INSTRUCTIONS FOR THE TASK.
Copy out the data below. Leave nothing out and alter nothing.

Source data:
---*---

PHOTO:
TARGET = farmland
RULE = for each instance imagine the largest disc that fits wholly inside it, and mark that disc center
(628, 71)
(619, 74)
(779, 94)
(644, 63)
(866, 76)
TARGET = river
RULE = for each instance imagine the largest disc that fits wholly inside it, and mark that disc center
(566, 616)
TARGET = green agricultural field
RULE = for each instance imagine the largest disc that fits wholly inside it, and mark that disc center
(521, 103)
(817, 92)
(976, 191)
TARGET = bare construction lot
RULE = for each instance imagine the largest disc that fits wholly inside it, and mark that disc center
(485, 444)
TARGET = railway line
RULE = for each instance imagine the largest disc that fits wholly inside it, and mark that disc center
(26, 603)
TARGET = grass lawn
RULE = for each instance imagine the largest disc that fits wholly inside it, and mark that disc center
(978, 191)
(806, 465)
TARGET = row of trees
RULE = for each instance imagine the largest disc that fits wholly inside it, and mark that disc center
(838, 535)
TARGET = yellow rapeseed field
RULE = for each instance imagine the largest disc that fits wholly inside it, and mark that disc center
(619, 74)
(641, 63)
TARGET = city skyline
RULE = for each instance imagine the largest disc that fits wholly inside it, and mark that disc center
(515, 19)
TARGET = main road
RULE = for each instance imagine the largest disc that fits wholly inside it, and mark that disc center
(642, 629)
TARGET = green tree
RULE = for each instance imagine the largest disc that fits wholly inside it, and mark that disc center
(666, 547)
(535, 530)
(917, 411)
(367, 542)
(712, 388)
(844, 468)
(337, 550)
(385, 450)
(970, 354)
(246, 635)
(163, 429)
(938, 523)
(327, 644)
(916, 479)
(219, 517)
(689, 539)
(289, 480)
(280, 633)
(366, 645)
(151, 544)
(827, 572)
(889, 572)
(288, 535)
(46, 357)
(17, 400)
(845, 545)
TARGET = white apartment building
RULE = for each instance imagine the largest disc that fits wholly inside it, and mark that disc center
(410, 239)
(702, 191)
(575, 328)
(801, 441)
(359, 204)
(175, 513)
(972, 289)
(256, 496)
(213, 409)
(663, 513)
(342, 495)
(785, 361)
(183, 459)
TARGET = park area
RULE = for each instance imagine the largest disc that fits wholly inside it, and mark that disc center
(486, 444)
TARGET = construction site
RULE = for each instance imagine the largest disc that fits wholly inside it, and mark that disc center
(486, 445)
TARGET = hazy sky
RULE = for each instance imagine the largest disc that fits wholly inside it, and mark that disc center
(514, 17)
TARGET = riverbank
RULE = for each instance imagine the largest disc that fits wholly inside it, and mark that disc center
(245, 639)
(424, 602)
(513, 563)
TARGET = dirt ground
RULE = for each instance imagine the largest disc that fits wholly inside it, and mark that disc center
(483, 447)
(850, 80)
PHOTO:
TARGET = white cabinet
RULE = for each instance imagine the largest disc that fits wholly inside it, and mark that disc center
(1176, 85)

---*---

RESPONSE BELOW.
PHOTO:
TARGET = farmland
RULE = for each instance imagine the largest disc that fits wholly inside it, and mark that disc center
(628, 71)
(619, 74)
(779, 94)
(644, 63)
(866, 76)
TARGET = river
RULE = for each instance imagine the largest disc that fits wholly inside it, and mark that disc center
(566, 616)
TARGET = green agricultural field
RULE = for each instance imagine the largest disc that fits wholly inside it, and mark that disc center
(521, 103)
(817, 92)
(976, 191)
TARGET = bare construction lot
RULE = for each instance imagine the largest disc that fits wholly inside it, and mark that disc center
(485, 444)
TARGET = railway line
RULE = for each instance imagine the largest disc that fits wholly inside it, and mark that disc center
(26, 603)
TARGET = grass lawn
RULE = for each instance imagine the largest disc that fits wholly inside it, and mark that disc center
(978, 191)
(806, 465)
TARGET = row of trees
RULE = for each instance imagine the largest disc that fits wholly inside it, and mark that disc center
(838, 535)
TARGET = yellow rapeseed field
RULE = for each instance imagine the largest disc that fits wholly inside it, and mark that disc center
(619, 74)
(641, 63)
TARGET = city skyline
RULE = for each instance imagine the largest disc that fits wholly inside it, and mark that disc center
(515, 19)
TARGET = main road
RULE = for each instance imagine the largest disc that fits wholly inside it, and mark that disc center
(642, 629)
TARGET = green tree
RULE = for each instance imagine the largest disc that fits wholly inside it, and mark that disc center
(666, 547)
(535, 530)
(917, 411)
(367, 542)
(712, 388)
(844, 468)
(337, 550)
(385, 450)
(970, 354)
(246, 635)
(163, 429)
(938, 523)
(327, 644)
(916, 479)
(219, 517)
(689, 539)
(289, 480)
(280, 633)
(366, 645)
(151, 544)
(827, 572)
(889, 572)
(288, 535)
(46, 357)
(17, 400)
(845, 545)
TARGET = white apartment building
RULE = for each instance imagine the largest disc that fits wholly inside it, and mark that disc center
(410, 239)
(702, 191)
(575, 328)
(801, 441)
(359, 204)
(175, 513)
(972, 289)
(256, 496)
(213, 409)
(663, 513)
(342, 495)
(785, 361)
(183, 459)
TARGET = park area
RULE = for each instance imagine the largest disc that fits wholly inside it, and mark that disc center
(486, 444)
TARGET = construction site
RULE = for each instance imagine the largest disc that fits wholly inside it, and mark that disc center
(486, 445)
TARGET = hazy sky
RULE = for each instance imagine the largest disc that fits wholly inside it, and mark that disc center
(514, 17)
TARGET = riverbank
RULE = for each instance imagine the largest disc that fits wholly inside it, and mark that disc center
(245, 639)
(424, 602)
(513, 563)
TARGET = dirt ground
RULE = for each instance imagine the largest disc that fits wholly inside it, and mark that disc center
(483, 447)
(850, 80)
PHOTO:
TARGET = white cabinet
RULE = for each instance imagine the largest disc that fits wholly inside it, and mark that disc center
(1176, 85)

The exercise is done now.